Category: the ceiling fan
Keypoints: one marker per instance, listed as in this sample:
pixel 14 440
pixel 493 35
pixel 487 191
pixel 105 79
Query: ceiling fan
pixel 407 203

################

WHAT YOU WILL DO: Transcribe each entry above exactly as it reads.

TASK OUTPUT:
Category: the ceiling fan
Keypoints: one marker per instance, listed as in this sample:
pixel 14 440
pixel 493 35
pixel 487 191
pixel 105 79
Query: ceiling fan
pixel 407 203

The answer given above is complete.